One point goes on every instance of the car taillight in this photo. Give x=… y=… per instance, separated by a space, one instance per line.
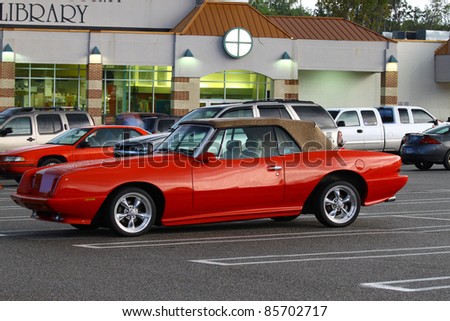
x=340 y=139
x=428 y=140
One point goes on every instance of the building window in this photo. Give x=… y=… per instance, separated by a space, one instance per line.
x=235 y=85
x=48 y=85
x=136 y=89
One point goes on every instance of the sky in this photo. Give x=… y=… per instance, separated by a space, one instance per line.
x=310 y=4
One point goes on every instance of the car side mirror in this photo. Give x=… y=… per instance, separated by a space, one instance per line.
x=206 y=157
x=6 y=131
x=84 y=144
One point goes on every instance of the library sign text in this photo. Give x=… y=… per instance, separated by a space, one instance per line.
x=40 y=13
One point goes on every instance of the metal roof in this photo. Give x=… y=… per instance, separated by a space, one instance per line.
x=215 y=19
x=325 y=28
x=443 y=49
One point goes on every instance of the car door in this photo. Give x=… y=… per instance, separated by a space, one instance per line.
x=353 y=131
x=22 y=133
x=233 y=182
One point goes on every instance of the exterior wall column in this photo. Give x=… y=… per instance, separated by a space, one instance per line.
x=7 y=84
x=94 y=91
x=185 y=95
x=389 y=86
x=285 y=89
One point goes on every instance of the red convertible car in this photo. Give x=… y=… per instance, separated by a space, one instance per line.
x=90 y=142
x=214 y=171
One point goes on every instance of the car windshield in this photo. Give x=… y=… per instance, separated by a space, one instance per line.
x=333 y=113
x=199 y=113
x=70 y=137
x=440 y=130
x=186 y=139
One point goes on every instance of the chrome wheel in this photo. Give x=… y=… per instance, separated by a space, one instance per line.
x=339 y=205
x=132 y=212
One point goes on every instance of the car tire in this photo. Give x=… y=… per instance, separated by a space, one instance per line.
x=50 y=162
x=338 y=204
x=131 y=211
x=423 y=166
x=447 y=160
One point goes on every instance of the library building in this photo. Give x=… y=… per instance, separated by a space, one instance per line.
x=172 y=56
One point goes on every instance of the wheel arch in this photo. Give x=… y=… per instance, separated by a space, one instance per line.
x=344 y=175
x=156 y=194
x=46 y=157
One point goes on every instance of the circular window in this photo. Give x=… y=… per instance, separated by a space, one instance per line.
x=237 y=42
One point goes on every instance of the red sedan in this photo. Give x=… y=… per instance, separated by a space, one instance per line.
x=214 y=171
x=91 y=142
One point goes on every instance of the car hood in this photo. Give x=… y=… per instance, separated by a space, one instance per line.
x=36 y=148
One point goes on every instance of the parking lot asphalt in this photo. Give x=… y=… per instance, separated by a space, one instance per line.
x=395 y=251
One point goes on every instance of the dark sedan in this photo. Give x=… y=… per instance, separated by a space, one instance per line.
x=427 y=148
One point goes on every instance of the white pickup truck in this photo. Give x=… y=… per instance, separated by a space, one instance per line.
x=382 y=128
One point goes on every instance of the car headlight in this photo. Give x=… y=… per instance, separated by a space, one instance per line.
x=11 y=159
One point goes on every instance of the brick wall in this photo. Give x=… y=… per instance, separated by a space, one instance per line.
x=7 y=84
x=389 y=88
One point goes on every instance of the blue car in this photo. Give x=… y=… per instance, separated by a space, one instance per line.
x=427 y=148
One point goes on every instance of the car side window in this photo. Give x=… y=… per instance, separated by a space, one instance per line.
x=350 y=118
x=49 y=123
x=241 y=112
x=274 y=112
x=369 y=118
x=165 y=124
x=387 y=115
x=246 y=142
x=19 y=126
x=420 y=116
x=286 y=145
x=104 y=137
x=403 y=114
x=77 y=120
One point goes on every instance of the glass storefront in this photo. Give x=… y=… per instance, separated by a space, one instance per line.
x=129 y=88
x=49 y=85
x=136 y=88
x=235 y=85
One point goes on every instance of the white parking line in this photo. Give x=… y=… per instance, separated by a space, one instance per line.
x=16 y=218
x=256 y=238
x=327 y=256
x=426 y=284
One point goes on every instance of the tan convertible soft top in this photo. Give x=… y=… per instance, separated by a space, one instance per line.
x=306 y=133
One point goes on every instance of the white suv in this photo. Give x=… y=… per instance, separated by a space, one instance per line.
x=28 y=126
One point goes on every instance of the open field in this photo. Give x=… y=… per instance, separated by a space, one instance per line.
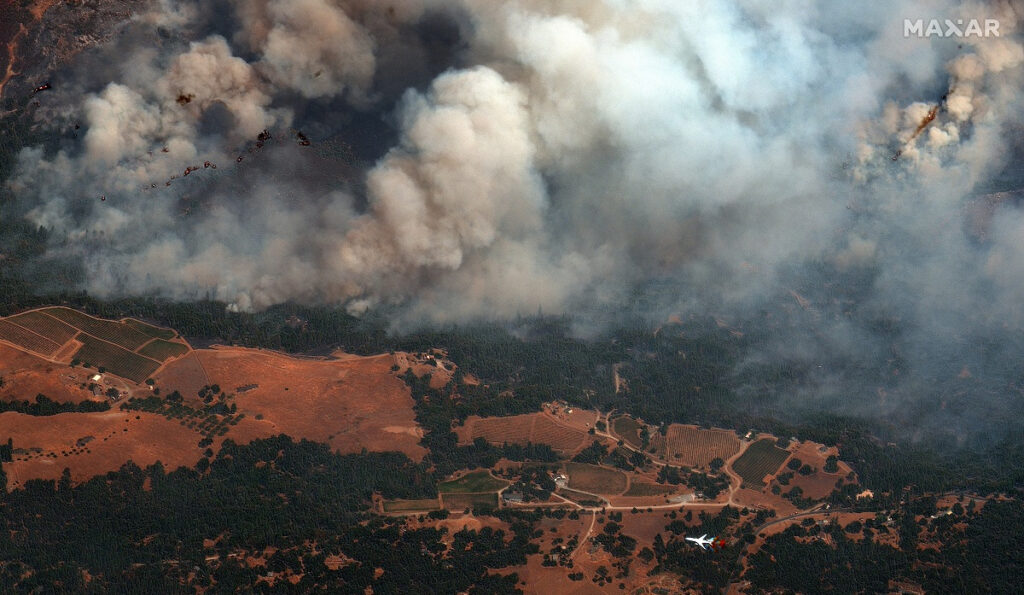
x=116 y=359
x=150 y=330
x=644 y=489
x=557 y=436
x=762 y=458
x=26 y=375
x=473 y=481
x=595 y=479
x=459 y=502
x=27 y=339
x=696 y=448
x=44 y=445
x=184 y=375
x=537 y=428
x=513 y=429
x=425 y=505
x=118 y=333
x=348 y=404
x=42 y=324
x=162 y=350
x=628 y=429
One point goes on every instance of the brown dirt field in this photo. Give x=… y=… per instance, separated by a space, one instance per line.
x=596 y=479
x=815 y=485
x=512 y=429
x=25 y=376
x=349 y=404
x=557 y=436
x=184 y=375
x=545 y=580
x=67 y=353
x=538 y=428
x=580 y=419
x=423 y=364
x=118 y=437
x=645 y=525
x=754 y=499
x=696 y=448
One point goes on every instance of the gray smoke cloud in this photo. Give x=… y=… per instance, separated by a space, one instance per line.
x=554 y=154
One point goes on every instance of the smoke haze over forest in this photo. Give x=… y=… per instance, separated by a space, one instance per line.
x=471 y=159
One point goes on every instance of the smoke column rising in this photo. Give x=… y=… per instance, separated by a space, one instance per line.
x=549 y=154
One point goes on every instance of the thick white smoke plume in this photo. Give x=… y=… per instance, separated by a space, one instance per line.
x=558 y=153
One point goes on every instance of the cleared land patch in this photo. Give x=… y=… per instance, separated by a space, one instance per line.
x=155 y=332
x=27 y=339
x=162 y=350
x=521 y=429
x=425 y=505
x=464 y=501
x=118 y=333
x=116 y=359
x=595 y=479
x=350 y=404
x=762 y=458
x=628 y=429
x=696 y=448
x=512 y=429
x=474 y=481
x=644 y=489
x=557 y=436
x=41 y=324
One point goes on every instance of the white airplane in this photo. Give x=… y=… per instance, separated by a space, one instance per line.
x=702 y=541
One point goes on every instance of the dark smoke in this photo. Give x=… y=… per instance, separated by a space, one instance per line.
x=472 y=159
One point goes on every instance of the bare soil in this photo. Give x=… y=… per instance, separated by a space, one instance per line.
x=349 y=404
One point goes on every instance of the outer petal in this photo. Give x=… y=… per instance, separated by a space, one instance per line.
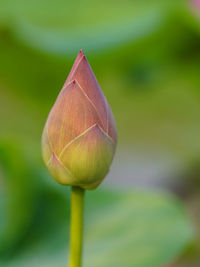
x=70 y=116
x=76 y=62
x=60 y=173
x=83 y=73
x=89 y=156
x=46 y=146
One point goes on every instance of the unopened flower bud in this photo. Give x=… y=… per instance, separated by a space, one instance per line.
x=79 y=137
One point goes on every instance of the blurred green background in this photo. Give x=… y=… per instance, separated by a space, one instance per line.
x=146 y=57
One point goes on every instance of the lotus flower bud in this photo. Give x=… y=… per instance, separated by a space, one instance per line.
x=79 y=137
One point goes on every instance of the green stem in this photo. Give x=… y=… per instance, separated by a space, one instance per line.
x=76 y=227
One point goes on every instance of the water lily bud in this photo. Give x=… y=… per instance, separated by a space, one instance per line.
x=79 y=137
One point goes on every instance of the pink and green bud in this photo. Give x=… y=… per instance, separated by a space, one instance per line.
x=79 y=137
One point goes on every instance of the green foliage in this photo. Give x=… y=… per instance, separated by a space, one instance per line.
x=146 y=57
x=129 y=228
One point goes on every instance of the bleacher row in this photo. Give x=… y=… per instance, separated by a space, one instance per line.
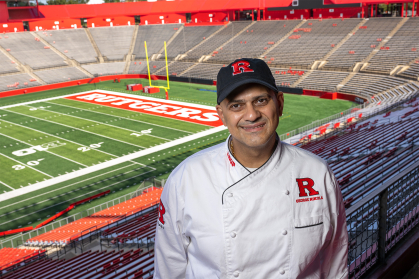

════════════════════

_What to produce:_ Write the data out again word for word; leave the pictures behind.

_Answer:_
One point goes on every instance of the car taillight in this photo. Give x=… y=… per instance, separated by a space, one instance per line.
x=340 y=139
x=428 y=140
One point goes on every instance of the building window in this photo. Give x=… y=… per instance, separated by a space, one instance per line.
x=235 y=85
x=48 y=85
x=136 y=89
One point goes on every instance of the sky in this photo. Give x=… y=… per instance, separated by a space, one instance per line.
x=310 y=4
One point goes on every instance of the car side mirror in this photo. Give x=… y=… per instance, separated by a space, one instance per line.
x=206 y=157
x=6 y=131
x=84 y=144
One point goes on every instance of the library sign text in this photo. Give x=… y=… per instance, separated by a space, one instance per line.
x=40 y=13
One point goes on every instance of the metal roof in this photo. Give x=… y=… per instance, separated by a space, one instance per line.
x=215 y=19
x=325 y=28
x=443 y=49
One point goes on every instance of the car door in this photo. Give x=… y=… per instance, separated by a space, one instance per line.
x=353 y=131
x=22 y=133
x=233 y=182
One point goes on every instance of the exterior wall column in this photo. Give x=… y=… per instance, separated by a space, one instance per line.
x=7 y=84
x=94 y=91
x=185 y=95
x=389 y=86
x=285 y=89
One point goes on every instance of the red convertible car in this photo. Give x=… y=… per instance, separated by a space, one instance per line.
x=90 y=142
x=214 y=171
One point goes on every instance of the car windshield in this photo. Give x=… y=… per instance, separated by a space, one instance per line.
x=333 y=113
x=199 y=113
x=70 y=137
x=440 y=130
x=186 y=139
One point goes on every instance of the chrome wheel in this photo. Give x=… y=… per instance, separated by a space, one instance per line.
x=339 y=205
x=132 y=212
One point goes on every instance of the car tire in this photo. Give x=… y=… per instance, separated by a space, one instance per line.
x=50 y=162
x=338 y=204
x=131 y=211
x=423 y=166
x=447 y=160
One point goes on every instance of the library building in this photo. Give x=… y=… per instance, separated by a space, one instance per line.
x=172 y=56
One point goes on every instance of the wheel arch in this photo. Give x=… y=… per instance, separated by a space, one instance per line.
x=344 y=175
x=156 y=194
x=46 y=157
One point goes on every instance of the circular window in this photo. Give x=… y=… per instance, separated by a space, one instance per line.
x=237 y=42
One point goes on every instance of the red sedan in this photo. Give x=… y=… per instance, separated by a space, one instance per line.
x=214 y=171
x=91 y=142
One point goes on every instance of the car hood in this photo. Give x=… y=… per instance, separated by a space, one instance per line.
x=36 y=148
One point goes on every instance of the parking lot asphalt in this photo. Give x=… y=… per instance, separated by a space, one instance per line.
x=395 y=251
One point goes on every instance of the dark sedan in this photo. Give x=… y=… per instance, separated by a space, one instance per line.
x=427 y=148
One point goes on every instance of the white pickup truck in this photo. Give x=… y=… per instance, separated by a space, one instance per line.
x=382 y=128
One point goes on every instance of the car headlight in this photo. Give x=… y=… per instance, separated by a space, one instance per line.
x=11 y=159
One point goes on every instance of the brick wall in this photo. Give x=… y=… per instance, separated by a space, one instance per line.
x=7 y=84
x=389 y=88
One point goes on every instance of the blue car in this photo. Give x=… y=… per instance, separated by a space, one instance per line.
x=427 y=148
One point goes on every instance of the car side window in this photo. Give x=… y=… per instance, separated by a space, one instance per line.
x=350 y=118
x=49 y=123
x=241 y=112
x=274 y=112
x=369 y=118
x=165 y=124
x=387 y=115
x=246 y=142
x=19 y=126
x=420 y=116
x=286 y=145
x=104 y=137
x=403 y=114
x=77 y=120
One point goes on every instance of the glass storefront in this photo. Give x=… y=… per instance, separated by a space, one instance per line.
x=129 y=88
x=49 y=85
x=136 y=88
x=235 y=85
One point goes on every instance of the white parking line in this photo. Give x=… y=… per instance, separated by a space, one instance per line.
x=16 y=218
x=256 y=238
x=327 y=256
x=426 y=284
One point goes on every instance of the tan convertible soft top in this photo. Give x=… y=… per instance, separated by a space, one instance per line.
x=306 y=133
One point goes on every instance of the white suv in this photo. Give x=… y=… per instance, separated by a space, one instance per line.
x=28 y=126
One point goes on every instance of the open field in this photo. Give x=… y=… per instance, separated by a space, one instance per line.
x=116 y=359
x=150 y=330
x=644 y=489
x=557 y=436
x=762 y=458
x=26 y=375
x=473 y=481
x=595 y=479
x=459 y=502
x=27 y=339
x=696 y=448
x=44 y=445
x=184 y=375
x=537 y=428
x=513 y=429
x=425 y=505
x=118 y=333
x=348 y=404
x=42 y=324
x=162 y=350
x=628 y=429
One point goes on every instance of the brown dirt field in this photo. Give x=… y=… per instance, separated by a space, one instance per line.
x=596 y=479
x=815 y=485
x=512 y=429
x=25 y=376
x=349 y=404
x=557 y=436
x=184 y=375
x=545 y=580
x=67 y=353
x=538 y=428
x=580 y=419
x=423 y=364
x=118 y=437
x=645 y=525
x=754 y=499
x=696 y=448
One point goes on every instance of the gray smoke cloud in this photo. Give x=… y=… per instance, separated by a space, one instance per line.
x=554 y=154
One point goes on every instance of the smoke haze over forest in this photo. Give x=… y=… per instance, separated by a space, one instance per line.
x=471 y=159
One point goes on every instance of the smoke column rising in this photo. Give x=… y=… per instance, separated by a space, one instance per line.
x=549 y=154
One point goes on every instance of the thick white smoke plume in this photo. Give x=… y=… per instance, separated by a space, one instance per line.
x=558 y=153
One point goes on every instance of the cleared land patch in this photo. Give x=… y=… per instance, separated by a space, one instance per line.
x=155 y=332
x=27 y=339
x=162 y=350
x=521 y=429
x=425 y=505
x=464 y=501
x=118 y=333
x=116 y=359
x=595 y=479
x=350 y=404
x=762 y=458
x=628 y=429
x=696 y=448
x=512 y=429
x=474 y=481
x=644 y=489
x=557 y=436
x=41 y=324
One point goes on every instance of the white airplane in this photo. Give x=… y=… per instance, separated by a space, one instance per line.
x=702 y=541
One point goes on every instance of the dark smoke in this photo. Give x=… y=… per instance, separated by a space, one instance per line.
x=472 y=159
One point goes on every instance of the bare soil in this photo. Give x=… y=… per instance, separated by a space, one instance per line.
x=349 y=404
One point goes on every instance of the outer petal in this photo. Give x=… y=… per instance, separated by a space, one instance per line.
x=70 y=116
x=76 y=62
x=60 y=173
x=83 y=73
x=89 y=156
x=46 y=146
One point goes on every instance of the unopened flower bud in this photo. Give x=… y=… per instance, separated by a space, one instance per line.
x=79 y=137
One point goes on every instance of the blurred green background in this photo. Give x=… y=… per instance, separated by a space, one instance per line.
x=146 y=57
One point goes on every instance of the lotus flower bud in this photo. Give x=… y=… per instance, separated by a space, one instance per line.
x=79 y=137
One point goes on every instance of the green stem in this photo. Give x=… y=… per instance, separated by a space, one instance per line.
x=76 y=227
One point goes on every instance of the water lily bud in this photo. Give x=… y=… per instance, separated by a space, one instance per line.
x=79 y=137
One point goes on every instance of the pink and green bud in this photo. Give x=… y=… per instance, separated by a space, one instance per line.
x=79 y=137
One point goes on every instance of the green foliage in this photo. Give x=… y=… per instance, separated by a space, one instance per line.
x=146 y=57
x=129 y=228
One point goes on every instance of the bleacher row in this photo. Give x=… y=… per instance, separated by a space, one instance per line.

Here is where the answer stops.